- **Saved entries**:
◇ ◇ ◇ ◇ ◇
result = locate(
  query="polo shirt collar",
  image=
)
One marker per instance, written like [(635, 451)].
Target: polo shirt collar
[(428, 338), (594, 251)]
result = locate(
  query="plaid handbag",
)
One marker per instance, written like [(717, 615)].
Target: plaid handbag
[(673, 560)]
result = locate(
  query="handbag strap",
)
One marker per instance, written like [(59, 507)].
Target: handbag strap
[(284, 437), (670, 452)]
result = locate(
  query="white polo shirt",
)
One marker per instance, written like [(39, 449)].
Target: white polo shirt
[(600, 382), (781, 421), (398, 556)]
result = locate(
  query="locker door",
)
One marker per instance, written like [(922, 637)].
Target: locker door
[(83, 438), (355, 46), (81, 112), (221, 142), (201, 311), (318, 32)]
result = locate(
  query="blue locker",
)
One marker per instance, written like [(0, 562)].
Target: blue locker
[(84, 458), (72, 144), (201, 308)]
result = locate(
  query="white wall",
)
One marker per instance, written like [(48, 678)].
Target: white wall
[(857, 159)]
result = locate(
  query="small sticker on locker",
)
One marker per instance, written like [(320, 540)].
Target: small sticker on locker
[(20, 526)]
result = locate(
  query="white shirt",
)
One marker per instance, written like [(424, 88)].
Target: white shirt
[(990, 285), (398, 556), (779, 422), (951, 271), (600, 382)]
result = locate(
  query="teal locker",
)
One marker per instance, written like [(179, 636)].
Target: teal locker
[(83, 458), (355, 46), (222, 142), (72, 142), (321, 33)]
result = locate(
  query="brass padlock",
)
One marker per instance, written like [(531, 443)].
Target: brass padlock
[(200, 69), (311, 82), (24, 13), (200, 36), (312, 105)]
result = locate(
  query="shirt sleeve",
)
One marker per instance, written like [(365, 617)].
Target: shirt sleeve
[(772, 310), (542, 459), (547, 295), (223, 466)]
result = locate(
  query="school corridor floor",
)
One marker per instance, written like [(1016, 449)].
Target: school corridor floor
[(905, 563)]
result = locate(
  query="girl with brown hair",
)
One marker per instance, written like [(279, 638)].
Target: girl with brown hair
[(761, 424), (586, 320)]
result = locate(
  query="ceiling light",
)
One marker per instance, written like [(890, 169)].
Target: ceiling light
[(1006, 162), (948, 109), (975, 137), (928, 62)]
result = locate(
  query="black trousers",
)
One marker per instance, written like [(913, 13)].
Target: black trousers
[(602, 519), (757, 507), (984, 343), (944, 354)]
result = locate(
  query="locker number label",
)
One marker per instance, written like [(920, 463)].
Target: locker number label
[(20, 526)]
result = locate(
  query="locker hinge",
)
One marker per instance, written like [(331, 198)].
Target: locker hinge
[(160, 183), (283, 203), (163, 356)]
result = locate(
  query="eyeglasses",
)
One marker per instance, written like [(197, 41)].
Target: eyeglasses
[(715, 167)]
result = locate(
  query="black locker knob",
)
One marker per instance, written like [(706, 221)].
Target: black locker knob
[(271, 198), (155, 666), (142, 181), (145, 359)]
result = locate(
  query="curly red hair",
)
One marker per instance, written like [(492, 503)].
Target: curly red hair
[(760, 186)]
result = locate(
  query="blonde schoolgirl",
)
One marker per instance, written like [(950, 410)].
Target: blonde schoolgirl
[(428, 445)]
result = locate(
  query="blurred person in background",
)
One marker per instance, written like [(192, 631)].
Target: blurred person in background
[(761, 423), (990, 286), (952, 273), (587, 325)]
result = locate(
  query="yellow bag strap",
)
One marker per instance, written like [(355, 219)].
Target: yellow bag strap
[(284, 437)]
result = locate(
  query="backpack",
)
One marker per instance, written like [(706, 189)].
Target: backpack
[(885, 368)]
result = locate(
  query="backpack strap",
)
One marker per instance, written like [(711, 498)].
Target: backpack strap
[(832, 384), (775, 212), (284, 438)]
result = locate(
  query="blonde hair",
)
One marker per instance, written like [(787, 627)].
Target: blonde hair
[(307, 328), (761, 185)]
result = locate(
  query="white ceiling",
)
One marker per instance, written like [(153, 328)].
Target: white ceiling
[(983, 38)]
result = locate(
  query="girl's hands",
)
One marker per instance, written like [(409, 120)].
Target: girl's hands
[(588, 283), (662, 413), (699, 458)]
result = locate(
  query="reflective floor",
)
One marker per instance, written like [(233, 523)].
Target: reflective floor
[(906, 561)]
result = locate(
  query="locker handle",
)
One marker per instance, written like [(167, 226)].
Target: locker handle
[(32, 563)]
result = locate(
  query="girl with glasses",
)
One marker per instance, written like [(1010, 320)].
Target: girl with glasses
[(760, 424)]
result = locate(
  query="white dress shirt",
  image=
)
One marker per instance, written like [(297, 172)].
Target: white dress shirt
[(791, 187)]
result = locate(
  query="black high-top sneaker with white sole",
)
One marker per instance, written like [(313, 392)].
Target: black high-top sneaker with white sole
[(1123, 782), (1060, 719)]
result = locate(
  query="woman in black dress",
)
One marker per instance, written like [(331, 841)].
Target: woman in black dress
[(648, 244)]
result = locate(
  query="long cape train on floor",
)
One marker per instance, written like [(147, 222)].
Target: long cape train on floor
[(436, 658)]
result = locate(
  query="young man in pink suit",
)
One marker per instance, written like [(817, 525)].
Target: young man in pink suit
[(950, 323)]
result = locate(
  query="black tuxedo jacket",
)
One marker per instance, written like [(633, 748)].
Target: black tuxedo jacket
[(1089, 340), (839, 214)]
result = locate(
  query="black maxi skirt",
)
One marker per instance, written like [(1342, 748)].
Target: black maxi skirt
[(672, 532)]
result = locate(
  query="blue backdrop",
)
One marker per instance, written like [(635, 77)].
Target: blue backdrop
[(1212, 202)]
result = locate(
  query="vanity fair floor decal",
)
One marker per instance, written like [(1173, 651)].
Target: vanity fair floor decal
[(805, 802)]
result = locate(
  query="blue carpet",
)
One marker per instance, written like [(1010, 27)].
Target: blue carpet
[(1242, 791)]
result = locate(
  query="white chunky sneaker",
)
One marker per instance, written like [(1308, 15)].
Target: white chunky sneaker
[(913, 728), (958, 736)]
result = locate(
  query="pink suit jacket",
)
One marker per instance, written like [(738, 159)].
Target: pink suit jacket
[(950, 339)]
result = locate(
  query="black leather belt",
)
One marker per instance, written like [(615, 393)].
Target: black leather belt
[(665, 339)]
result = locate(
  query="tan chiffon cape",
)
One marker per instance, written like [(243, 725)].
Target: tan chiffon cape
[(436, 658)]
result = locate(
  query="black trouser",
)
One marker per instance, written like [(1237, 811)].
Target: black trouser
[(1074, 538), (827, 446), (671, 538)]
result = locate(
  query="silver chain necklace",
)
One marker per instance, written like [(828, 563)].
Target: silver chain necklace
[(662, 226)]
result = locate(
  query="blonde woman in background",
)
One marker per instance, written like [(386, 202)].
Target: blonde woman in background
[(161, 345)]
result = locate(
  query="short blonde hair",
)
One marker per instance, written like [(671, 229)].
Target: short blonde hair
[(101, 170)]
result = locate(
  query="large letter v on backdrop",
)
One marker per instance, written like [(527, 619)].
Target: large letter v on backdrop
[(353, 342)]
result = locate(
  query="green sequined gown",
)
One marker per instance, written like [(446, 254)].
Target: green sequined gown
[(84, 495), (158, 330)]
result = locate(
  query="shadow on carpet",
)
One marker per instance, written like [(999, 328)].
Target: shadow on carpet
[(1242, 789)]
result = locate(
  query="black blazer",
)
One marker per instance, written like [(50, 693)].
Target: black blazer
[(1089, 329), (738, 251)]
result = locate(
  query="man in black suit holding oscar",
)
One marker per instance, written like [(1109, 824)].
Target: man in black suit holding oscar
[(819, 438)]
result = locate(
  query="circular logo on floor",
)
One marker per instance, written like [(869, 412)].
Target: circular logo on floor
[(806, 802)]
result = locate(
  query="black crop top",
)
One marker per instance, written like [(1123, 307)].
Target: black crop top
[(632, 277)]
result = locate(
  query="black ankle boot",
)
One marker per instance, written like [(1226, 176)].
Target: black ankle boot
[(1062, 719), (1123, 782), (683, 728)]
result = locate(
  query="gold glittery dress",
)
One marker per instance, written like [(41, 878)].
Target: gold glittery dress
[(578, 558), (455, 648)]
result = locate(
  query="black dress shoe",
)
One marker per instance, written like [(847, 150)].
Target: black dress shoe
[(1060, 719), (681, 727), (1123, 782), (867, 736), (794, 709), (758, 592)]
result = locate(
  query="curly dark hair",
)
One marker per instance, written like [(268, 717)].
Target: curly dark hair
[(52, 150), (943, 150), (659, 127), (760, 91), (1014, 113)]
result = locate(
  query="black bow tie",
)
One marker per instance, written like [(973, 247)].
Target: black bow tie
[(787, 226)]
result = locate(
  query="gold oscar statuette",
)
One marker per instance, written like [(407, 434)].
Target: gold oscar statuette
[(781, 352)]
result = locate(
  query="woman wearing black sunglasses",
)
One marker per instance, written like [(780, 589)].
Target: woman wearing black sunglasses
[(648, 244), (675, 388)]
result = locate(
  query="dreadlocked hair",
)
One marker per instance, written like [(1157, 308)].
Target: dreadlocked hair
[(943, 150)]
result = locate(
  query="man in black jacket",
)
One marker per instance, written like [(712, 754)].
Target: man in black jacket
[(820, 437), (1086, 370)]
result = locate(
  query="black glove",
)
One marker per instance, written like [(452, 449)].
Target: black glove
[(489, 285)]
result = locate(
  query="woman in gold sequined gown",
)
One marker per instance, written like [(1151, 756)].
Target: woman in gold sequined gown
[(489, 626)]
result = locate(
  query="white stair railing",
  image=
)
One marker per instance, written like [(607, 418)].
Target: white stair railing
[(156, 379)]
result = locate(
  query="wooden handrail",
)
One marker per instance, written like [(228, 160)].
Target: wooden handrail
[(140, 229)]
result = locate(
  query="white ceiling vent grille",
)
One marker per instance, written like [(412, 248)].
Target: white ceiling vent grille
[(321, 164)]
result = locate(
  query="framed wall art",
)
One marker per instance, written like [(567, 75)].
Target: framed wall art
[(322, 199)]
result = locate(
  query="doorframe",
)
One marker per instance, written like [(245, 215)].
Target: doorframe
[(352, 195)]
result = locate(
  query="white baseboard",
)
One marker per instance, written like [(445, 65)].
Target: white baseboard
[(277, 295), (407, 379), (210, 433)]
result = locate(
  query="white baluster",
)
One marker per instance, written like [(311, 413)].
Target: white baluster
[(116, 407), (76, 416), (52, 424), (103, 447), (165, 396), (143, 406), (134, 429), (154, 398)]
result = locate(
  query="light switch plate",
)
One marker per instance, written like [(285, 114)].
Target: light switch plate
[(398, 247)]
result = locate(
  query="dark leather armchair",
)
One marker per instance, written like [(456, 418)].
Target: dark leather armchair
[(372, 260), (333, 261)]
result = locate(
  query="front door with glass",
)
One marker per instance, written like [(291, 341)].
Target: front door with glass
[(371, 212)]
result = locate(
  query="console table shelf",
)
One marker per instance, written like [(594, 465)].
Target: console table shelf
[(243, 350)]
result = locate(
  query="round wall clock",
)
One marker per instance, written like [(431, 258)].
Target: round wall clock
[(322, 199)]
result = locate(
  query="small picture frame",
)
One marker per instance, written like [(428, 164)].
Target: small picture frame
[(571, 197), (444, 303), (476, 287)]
◇ ◇ ◇ ◇ ◇
- **Task item**:
Transcribe verbatim. Cover the lines from the first line of the entries above to the line containing "One marker per instance, written like [(279, 638)].", inclusive.

- **Output below**:
result = locate(
  query="polo shirt collar",
  image=
)
One marker per instance, written like [(635, 451)].
Target: polo shirt collar
[(428, 338), (594, 251)]
result = locate(
  query="plaid handbag",
)
One marker per instance, written like [(717, 615)].
Target: plaid handbag
[(673, 560)]
result = locate(
  query="handbag strap",
)
One marker per instance, written like [(59, 507)].
Target: handbag strap
[(284, 437), (670, 452)]
result = locate(
  query="white polo shirt",
)
One marker per instance, written like [(39, 449)].
Target: white polo shirt
[(600, 382), (781, 421), (398, 556)]
result = locate(
  query="locker door",
)
One marker per instance, written like [(922, 637)].
Target: locker door
[(83, 438), (355, 46), (81, 112), (221, 142), (201, 311), (318, 32)]
result = locate(
  query="blue locker",
)
One marker per instance, written like [(0, 562)].
Target: blue locker
[(84, 458), (72, 144), (201, 308)]
result = locate(
  query="white wall",
)
One marker per instance, written like [(48, 678)].
Target: white wall
[(857, 159)]
result = locate(
  query="small sticker on locker",
)
One marker per instance, written like [(320, 540)].
Target: small sticker on locker
[(20, 526)]
result = locate(
  query="white shirt",
)
One marker per instance, written like [(424, 88)].
Target: white shirt
[(990, 285), (398, 556), (779, 422), (951, 271), (600, 382)]
result = locate(
  query="teal locker",
)
One marker per instance, written like [(179, 636)].
Target: teal locker
[(83, 458), (355, 46), (222, 142), (72, 142), (321, 33)]
result = locate(
  query="brass padlock",
)
One marker per instance, written like [(531, 443)].
Target: brass padlock
[(200, 69), (311, 82), (24, 13), (200, 36), (312, 105)]
result = locate(
  query="shirt sleeve",
)
One marker per instance, written like [(365, 617)].
Target: shirt sleeve
[(772, 310), (542, 459), (547, 295), (223, 466)]
result = locate(
  query="school corridor floor",
)
One marker per instance, written like [(1016, 449)].
Target: school corridor floor
[(905, 563)]
result = locate(
  query="girl with brown hair",
)
One marker per instance, written like [(279, 638)].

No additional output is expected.